── EXCERPTED PASSAGE ──

Daniel Day-Lewis in 'The Age of Innocence' (1993)
The '90s were a heyday for classic literary adaptations, and Martin Scorsese, of all people, started this unlikely trend with his first film about upper-class morals, not lower-class crime sprees, based on the 1920 novel by Edith Wharton. Daniel Day-Lewis is heartbreaking as the lawyer who loves one woman (the alluring Michelle Pfeiffer), but cannot risk the scandal of pursuing a married woman. His astute fiancée (Winona Ryder) won't let him out of her clutches and really, can you blame her?


Christian Bale in 'Little Women' (1994)
What was that we were just saying about Winona not letting a handsome hunk go? As headstrong Jo March, she didn't get the memo and bid adieu to Laurie (Christian Bale, nearly a decade before becoming the Dark Knight). Thousands of Baleheads were beside themselves, but that's the way Louisa May Alcott wrote it, alas, with Jo opting for the much older Friedrich (the not-exactly hard-on-the-eyes Gabriel Byrne).


Colin Firth in 'Pride and Prejudice' (1995)
The clip below, as a frustrated-in-love Mr. Darcy wades into the pond on his country estate, is the moment when fans went from thinking him of that nice British chap that Kristin Scott-Thomas betrayed in 'The English Patient' and started thinking, "Oh! Mr. Darcy!" Firth plays the quintessentially restrained British gentleman who, despite his proud exterior, harbors deeply romantic feelings and the noblest of intentions. It took some time for Elizabeth Bennett to discover Darcy's true qualities, just as it took a while for newly minted Oscar winner Firth's career to take off. But we've all lived very happily ever since falling in love with this miniseries.


Greg Wise in 'Sense and Sensibility' (1995)

───

[WORK ORDER 1] From the passage on film adaptations, output the text starting at "What was that" and ending at "and Prejudice' (1995)".
[WORK ORDER 2] For each statement about the film adaptations passage, answer yes or no depending on whether it agrees with the passage, and quote the words that decide it. (a) 'The Age of Innocence' is based on a 1920 novel by Edith Wharton; (b) in 'Little Women,' Jo March ends up choosing Laurie; (c) the 1995 'Pride and Prejudice' is a miniseries.

── PROVIDED DATA ──

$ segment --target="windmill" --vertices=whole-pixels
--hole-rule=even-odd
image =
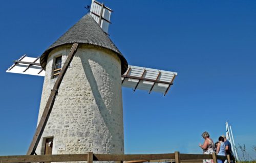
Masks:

───

[WRITTEN RESPONSE 1]
What was that we were just saying about Winona not letting a handsome hunk go? As headstrong Jo March, she didn't get the memo and bid adieu to Laurie (Christian Bale, nearly a decade before becoming the Dark Knight). Thousands of Baleheads were beside themselves, but that's the way Louisa May Alcott wrote it, alas, with Jo opting for the much older Friedrich (the not-exactly hard-on-the-eyes Gabriel Byrne).


Colin Firth in 'Pride and Prejudice' (1995)

[WRITTEN RESPONSE 2]
(a) Yes: "based on the 1920 novel by Edith Wharton"
(b) No: "with Jo opting for the much older Friedrich"
(c) Yes: "falling in love with this miniseries"